- [WHAT YOU HAVE TO DO]:
Return all entries precisely as they stand, without the images.

(Excerpts from point annotation data)
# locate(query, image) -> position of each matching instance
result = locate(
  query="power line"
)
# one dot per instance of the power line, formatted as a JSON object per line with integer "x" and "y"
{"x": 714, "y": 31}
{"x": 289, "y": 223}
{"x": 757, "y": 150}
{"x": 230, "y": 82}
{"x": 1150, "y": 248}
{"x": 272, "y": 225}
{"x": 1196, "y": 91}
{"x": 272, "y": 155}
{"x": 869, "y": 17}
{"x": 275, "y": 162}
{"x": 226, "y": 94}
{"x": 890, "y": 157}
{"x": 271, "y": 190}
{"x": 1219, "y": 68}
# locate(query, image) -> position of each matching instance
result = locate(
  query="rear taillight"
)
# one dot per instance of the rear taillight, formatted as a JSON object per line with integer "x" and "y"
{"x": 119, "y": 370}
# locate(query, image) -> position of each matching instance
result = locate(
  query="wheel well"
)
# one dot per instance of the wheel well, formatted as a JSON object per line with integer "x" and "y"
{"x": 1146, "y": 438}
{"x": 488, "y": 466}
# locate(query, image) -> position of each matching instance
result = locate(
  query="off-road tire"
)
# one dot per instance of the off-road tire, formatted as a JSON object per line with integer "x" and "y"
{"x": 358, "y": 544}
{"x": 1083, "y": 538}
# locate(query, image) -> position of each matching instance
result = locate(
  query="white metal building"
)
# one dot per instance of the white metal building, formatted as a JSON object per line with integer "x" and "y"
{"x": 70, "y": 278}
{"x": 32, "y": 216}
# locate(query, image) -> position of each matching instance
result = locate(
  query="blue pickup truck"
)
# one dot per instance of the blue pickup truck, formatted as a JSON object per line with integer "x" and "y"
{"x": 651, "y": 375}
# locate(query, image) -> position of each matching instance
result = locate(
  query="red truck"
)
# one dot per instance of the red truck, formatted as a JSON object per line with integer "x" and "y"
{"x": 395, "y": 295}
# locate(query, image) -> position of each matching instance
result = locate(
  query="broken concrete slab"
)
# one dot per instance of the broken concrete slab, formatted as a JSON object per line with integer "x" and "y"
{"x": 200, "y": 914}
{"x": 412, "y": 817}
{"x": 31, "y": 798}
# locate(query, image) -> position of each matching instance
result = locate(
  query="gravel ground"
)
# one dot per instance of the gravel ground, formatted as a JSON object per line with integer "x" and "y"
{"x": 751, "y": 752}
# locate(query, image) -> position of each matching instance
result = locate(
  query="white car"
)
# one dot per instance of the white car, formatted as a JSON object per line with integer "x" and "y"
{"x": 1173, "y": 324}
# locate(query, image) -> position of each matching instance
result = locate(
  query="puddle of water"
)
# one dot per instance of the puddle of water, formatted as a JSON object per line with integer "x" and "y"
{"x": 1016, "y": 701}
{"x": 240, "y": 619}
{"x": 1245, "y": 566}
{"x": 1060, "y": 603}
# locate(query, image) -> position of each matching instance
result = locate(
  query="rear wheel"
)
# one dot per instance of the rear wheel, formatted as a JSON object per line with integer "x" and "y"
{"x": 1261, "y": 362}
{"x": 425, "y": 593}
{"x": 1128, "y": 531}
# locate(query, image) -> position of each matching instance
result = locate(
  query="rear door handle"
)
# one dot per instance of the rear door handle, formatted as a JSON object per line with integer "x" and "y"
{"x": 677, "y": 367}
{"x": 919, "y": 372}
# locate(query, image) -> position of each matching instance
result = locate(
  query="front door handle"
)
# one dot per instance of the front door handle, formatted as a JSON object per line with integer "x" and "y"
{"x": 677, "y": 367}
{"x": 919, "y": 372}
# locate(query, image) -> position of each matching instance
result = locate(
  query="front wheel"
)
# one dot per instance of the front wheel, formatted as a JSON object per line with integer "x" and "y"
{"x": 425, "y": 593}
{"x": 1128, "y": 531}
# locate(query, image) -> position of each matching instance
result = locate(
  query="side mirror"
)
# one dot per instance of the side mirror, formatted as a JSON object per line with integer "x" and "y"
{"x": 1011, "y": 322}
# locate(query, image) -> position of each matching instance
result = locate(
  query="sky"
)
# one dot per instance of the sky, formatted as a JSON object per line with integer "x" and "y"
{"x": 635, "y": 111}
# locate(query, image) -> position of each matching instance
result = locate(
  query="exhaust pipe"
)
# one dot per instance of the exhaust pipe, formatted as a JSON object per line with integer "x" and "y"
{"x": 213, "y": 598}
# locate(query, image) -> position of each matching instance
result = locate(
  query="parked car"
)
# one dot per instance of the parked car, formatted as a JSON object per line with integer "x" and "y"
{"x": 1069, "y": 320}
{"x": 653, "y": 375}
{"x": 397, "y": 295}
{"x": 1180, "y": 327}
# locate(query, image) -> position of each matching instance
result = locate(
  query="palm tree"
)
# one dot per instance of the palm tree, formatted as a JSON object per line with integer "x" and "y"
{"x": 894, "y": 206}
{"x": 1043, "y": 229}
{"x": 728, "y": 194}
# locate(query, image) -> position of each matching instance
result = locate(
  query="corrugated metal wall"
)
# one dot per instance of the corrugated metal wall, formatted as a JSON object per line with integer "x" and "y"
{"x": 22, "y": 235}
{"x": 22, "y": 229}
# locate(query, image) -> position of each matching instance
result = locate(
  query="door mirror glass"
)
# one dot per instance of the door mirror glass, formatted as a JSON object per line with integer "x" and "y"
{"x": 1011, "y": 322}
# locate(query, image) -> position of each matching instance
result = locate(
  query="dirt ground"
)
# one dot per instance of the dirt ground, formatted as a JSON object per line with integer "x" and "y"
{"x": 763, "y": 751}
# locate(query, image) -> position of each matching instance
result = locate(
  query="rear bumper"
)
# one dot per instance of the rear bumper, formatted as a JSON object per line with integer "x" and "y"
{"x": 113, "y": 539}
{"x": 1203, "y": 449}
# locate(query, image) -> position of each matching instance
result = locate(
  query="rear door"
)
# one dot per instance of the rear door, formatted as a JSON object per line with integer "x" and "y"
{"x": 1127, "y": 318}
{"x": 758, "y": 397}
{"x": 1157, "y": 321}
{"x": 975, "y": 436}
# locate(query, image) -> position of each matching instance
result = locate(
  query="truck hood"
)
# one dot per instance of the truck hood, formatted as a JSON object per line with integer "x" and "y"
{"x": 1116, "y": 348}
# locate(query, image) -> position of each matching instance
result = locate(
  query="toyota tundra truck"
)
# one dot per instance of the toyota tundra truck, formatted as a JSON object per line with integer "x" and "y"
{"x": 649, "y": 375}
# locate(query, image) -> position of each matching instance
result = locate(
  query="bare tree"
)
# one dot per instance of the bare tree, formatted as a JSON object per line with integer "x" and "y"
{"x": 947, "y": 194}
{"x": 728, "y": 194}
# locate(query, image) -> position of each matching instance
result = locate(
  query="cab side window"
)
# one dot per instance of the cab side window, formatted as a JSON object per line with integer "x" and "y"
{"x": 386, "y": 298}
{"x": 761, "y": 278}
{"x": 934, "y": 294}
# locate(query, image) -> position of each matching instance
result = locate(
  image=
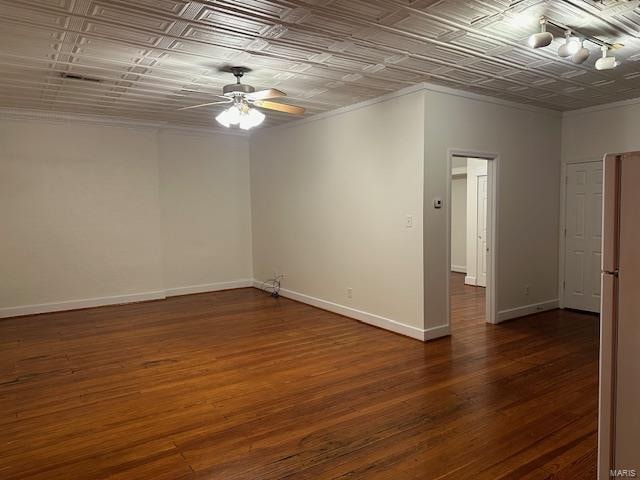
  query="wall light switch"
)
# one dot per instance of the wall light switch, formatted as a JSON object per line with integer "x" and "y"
{"x": 409, "y": 221}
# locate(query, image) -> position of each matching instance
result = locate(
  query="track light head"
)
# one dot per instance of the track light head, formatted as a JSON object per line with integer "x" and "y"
{"x": 539, "y": 40}
{"x": 581, "y": 55}
{"x": 542, "y": 38}
{"x": 606, "y": 63}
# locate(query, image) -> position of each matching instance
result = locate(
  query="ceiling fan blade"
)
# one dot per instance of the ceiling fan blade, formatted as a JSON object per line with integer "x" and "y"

- [RESPONSE BELOW]:
# locate(query, image) -> position of each matching instance
result = locate(
  query="power line"
)
# one dot per instance of the power line, formatted as a JSON object per line with integer "x" and "y"
{"x": 714, "y": 31}
{"x": 289, "y": 223}
{"x": 757, "y": 150}
{"x": 230, "y": 82}
{"x": 1150, "y": 248}
{"x": 272, "y": 225}
{"x": 1196, "y": 91}
{"x": 272, "y": 155}
{"x": 869, "y": 17}
{"x": 275, "y": 162}
{"x": 226, "y": 94}
{"x": 890, "y": 157}
{"x": 271, "y": 190}
{"x": 1219, "y": 68}
# locate(query, image) -> position of each matching instance
result = locate(
  query="rear taillight"
)
# one dot per instance of the rear taillight, formatted as a JSON object per line with integer "x" and "y"
{"x": 119, "y": 370}
# locate(query, image) -> position of each matching instance
result = locate(
  query="wheel well"
)
# one dot per instance of the wheel well, formatted as a JSON object per line with integer "x" and "y"
{"x": 1146, "y": 438}
{"x": 488, "y": 466}
# locate(query, image) -> position of each matching instance
result = locate(
  query="off-road tire"
)
# one dot per instance of the off-road tire, formatted as a JSON object per line with integer "x" and "y"
{"x": 358, "y": 544}
{"x": 1083, "y": 538}
# locate(query, image) -> position of each matching instance
result = locate(
  query="white metal building"
)
# one dot per instance of the white metal building, formatted as a JSON object per line with integer "x" and "y"
{"x": 70, "y": 278}
{"x": 32, "y": 216}
# locate(query, image) -> position of each matching instance
result = locate(
  query="blue pickup truck"
)
# one dot per instance of the blue pickup truck, formatted as a JSON object per line with integer "x" and "y"
{"x": 651, "y": 375}
# locate(query, image) -> position of each matching instance
result = locate(
  query="red truck"
)
# one dot per instance of the red truck, formatted as a JSON object per line with integer "x" and "y"
{"x": 395, "y": 295}
# locate(query, image) -> position of each matching instance
result = locate(
  query="broken concrete slab"
)
# one dot per instance of the broken concrete slab, formatted as a JSON object per line with integer "x" and "y"
{"x": 200, "y": 914}
{"x": 412, "y": 817}
{"x": 31, "y": 798}
# locate(query, image) -> position of each matching instance
result = locate(
  query="gravel ground"
)
# one dot per instance of the gravel ground, formatted as a JSON object per line with integer "x" and "y"
{"x": 751, "y": 752}
# locate(query, image) -> position of each matching instance
result = locate(
  query="white car"
)
# one dot per instance of the white car, formatted as a JSON object per line with integer "x" and "y"
{"x": 1173, "y": 324}
# locate(query, image) -> position of each matching instance
result = locate(
  query="puddle of water"
)
# one dot per instance of the puddle of water, formatted as a JSON object per line with integer "x" and "y"
{"x": 1016, "y": 701}
{"x": 240, "y": 619}
{"x": 1245, "y": 566}
{"x": 1060, "y": 603}
# locate(query, image) -> position of each matching instance
result = locate(
  query="rear wheel"
)
# one dot per instance of the rear wheel, formatted as a JSON object per line with integer "x" and "y"
{"x": 1261, "y": 362}
{"x": 425, "y": 593}
{"x": 1128, "y": 531}
# locate(query, image) -> position of each matching instance
result = locate(
  query="rear door handle"
)
# one dot per instance of the rear door handle, formatted as a JSON object per line with integer "x" and "y"
{"x": 677, "y": 367}
{"x": 919, "y": 372}
# locate(query, image) -> position of each matching instance
result = locate(
  query="front door handle"
)
# one dot per instance of the front door handle, formatted as a JSON object per line with integer "x" and "y"
{"x": 677, "y": 367}
{"x": 919, "y": 372}
# locate(query, image) -> position of each matching instance
result = locate(
  query="front wheel"
)
# one dot per instance of the front wheel, formatted as a JSON object per line with integer "x" and "y"
{"x": 425, "y": 593}
{"x": 1128, "y": 531}
# locate(query, image) -> position of each matching instance
result = locate(
  query="side mirror"
)
# one dot per instance of the side mirror, formatted as a JSON object per line with integer "x" and "y"
{"x": 1011, "y": 322}
# locate(query, image) -> position of each matching instance
result = locate(
  query="sky"
)
# one dot per instance of the sky, formatted as a JSON object per line with integer "x" and "y"
{"x": 635, "y": 111}
# locate(query, image) -> position of each matching instance
result = locate(
  query="exhaust pipe"
)
# one dot per instance of the exhaust pipe, formatted as a JSON object per line with integer "x" and "y"
{"x": 213, "y": 598}
# locate(query, image) -> position of each matching instance
result = locate(
  query="parked car"
)
# one dot per instance of the parked car, formatted as a JSON object per line with integer "x" and "y"
{"x": 1069, "y": 320}
{"x": 653, "y": 375}
{"x": 397, "y": 295}
{"x": 1180, "y": 327}
# locate(query, image) -> position of each matching instance
result = locate(
  query="palm tree"
)
# one dot per instance of the palm tree, formatted as a JSON object per line with integer "x" and "y"
{"x": 894, "y": 206}
{"x": 1043, "y": 229}
{"x": 728, "y": 194}
# locate(query, image) -> position of each matching instance
result = locate(
  query="corrugated metal wall"
)
# one dot per instance of the corrugated metal wall, formatted as a JSON object per line with integer "x" and "y"
{"x": 22, "y": 235}
{"x": 22, "y": 229}
# locate(query, image) -> position of each matching instance
result = locate(
  query="door mirror glass"
)
# one dot per instance of the door mirror glass, formatted as a JSON object per line with integer "x" and "y"
{"x": 1011, "y": 322}
# locate(query, image) -> position of each matching instance
result = locate(
  query="dirt ground"
)
# one dot per instance of the dirt ground, formatted as a JSON object per line with integer "x" and "y"
{"x": 763, "y": 751}
# locate(query, image) -> position of each matching instance
result = locate(
  query="rear bumper"
)
# one dot per instance of the rear bumper, formatted as a JSON object per line with integer "x" and "y"
{"x": 113, "y": 539}
{"x": 1203, "y": 449}
# locate(query, image) -> position of each matching instance
result = locate(
  query="rear door"
)
# one dot per instance of the rear door, formatted as a JSON object per line with integer "x" and "y"
{"x": 1127, "y": 318}
{"x": 758, "y": 397}
{"x": 1157, "y": 321}
{"x": 975, "y": 436}
# locate(query, image) -> position of each matching instance
result = locate(
  query="truck hood"
)
# one dot per instance of the truck hood, formatted as a JSON object per line with integer "x" and "y"
{"x": 1116, "y": 348}
# locate(query, image) -> position of each matching instance
result = locate(
  query="toyota tundra truck"
)
# one dot per instance of the toyota tundra truck, formatted as a JSON object per line with integer "x" and "y"
{"x": 649, "y": 375}
# locate(query, image) -> position of each matching instance
result = locate(
  query="bare tree"
)
# one dot per instance of the bare tree, formatted as a JSON object per line with integer "x" and "y"
{"x": 947, "y": 194}
{"x": 728, "y": 194}
# locate(query, image) -> position of each matching instance
result = locate(
  query="cab side window"
)
# one dot per instance of the cab side window, formatted as a JSON object per line with integer "x" and "y"
{"x": 386, "y": 298}
{"x": 761, "y": 278}
{"x": 934, "y": 294}
# locate(query, image) -> position of each matching instance
result = locate(
  image=
  query="wall light switch"
)
# one dot per instance of the wall light switch, formatted as a JSON object per line with integer "x" and "y"
{"x": 409, "y": 221}
# locate(query, image) -> position of each matching instance
result = locate(
  query="track light head"
)
# one dot per instance of the track light head, formatted as a JSON object per line with integer "x" and "y"
{"x": 539, "y": 40}
{"x": 581, "y": 55}
{"x": 542, "y": 38}
{"x": 606, "y": 63}
# locate(query, image) -> position of each matching instance
result = locate(
  query="ceiling fan blade"
)
# one dot per instance of the ceiling fan blade, formatted as a JSON object per line with integer "x" and "y"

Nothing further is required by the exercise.